Your tasks:
**a.** In the centripetal acceleration passage below, how can the approximation be made better?
**b.** Duplicate the part of the centripetal acceleration passage below, starting at "You can make" and ending at "the isosceles triangle.".

Selected extract:
————————

In the diagram, you calculate the centripetal acceleration by using the velocities at A and B. This tells you about the rate of change in velocity over the interval. But you want to know the rate at which velocity is changing at one point somewhere in the interval. All the other points have velocities that are a little bit different. So the answer you get is an approximation.

$$a_{centripetal} \approx \frac{v_B - v_A}{t_B-t_A}$$

You can make it a better approximation by using a smaller interval. How good can you get? Can you get a perfect answer with absolutely no error (assuming perfectly uniform circular motion)?

You can. You look at smaller and smaller intervals that give better and better approximations. You figure out what number the approximations are headed to, and that is the perfect answer.

We can do this for the angle at the base of the isosceles triangle.

————————

Supplied information:
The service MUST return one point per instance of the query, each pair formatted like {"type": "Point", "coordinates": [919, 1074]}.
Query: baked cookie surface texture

————————

Results:
**a.** By using a smaller interval.

**b.**
You can make it a better approximation by using a smaller interval. How good can you get? Can you get a perfect answer with absolutely no error (assuming perfectly uniform circular motion)?

You can. You look at smaller and smaller intervals that give better and better approximations. You figure out what number the approximations are headed to, and that is the perfect answer.

We can do this for the angle at the base of the isosceles triangle.